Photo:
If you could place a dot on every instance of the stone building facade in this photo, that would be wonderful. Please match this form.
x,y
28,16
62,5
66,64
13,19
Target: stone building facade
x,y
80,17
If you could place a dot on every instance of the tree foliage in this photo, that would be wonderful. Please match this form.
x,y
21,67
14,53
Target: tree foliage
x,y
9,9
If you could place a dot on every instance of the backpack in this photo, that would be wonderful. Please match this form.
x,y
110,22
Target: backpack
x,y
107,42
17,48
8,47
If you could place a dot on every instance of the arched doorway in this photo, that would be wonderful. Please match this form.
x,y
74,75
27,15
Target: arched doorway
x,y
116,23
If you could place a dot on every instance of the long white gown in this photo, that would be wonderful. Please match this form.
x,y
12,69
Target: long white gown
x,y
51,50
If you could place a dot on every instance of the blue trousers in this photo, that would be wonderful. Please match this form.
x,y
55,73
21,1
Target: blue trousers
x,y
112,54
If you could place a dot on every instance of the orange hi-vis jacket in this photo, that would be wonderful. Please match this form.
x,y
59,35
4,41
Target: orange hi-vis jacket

* _Given instruction_
Reproduce the listing verbatim, beginning at the line that contains "of the long" and stopping after the final line of the listing, with both of those lines included.

* _Correct result_
If you could place a dot on every instance of the long white gown in this photo, that would be wonderful. Please match this form.
x,y
12,69
Target: long white gown
x,y
51,50
If you could place a dot on every instance of the blue trousers in this photo, that would be wonderful. Please match this form.
x,y
55,73
21,1
Target: blue trousers
x,y
112,54
If you could place a dot on every instance of the orange hi-vis jacket in this photo, that would be wonderful. Please match this form.
x,y
59,35
4,41
Target: orange hi-vis jacket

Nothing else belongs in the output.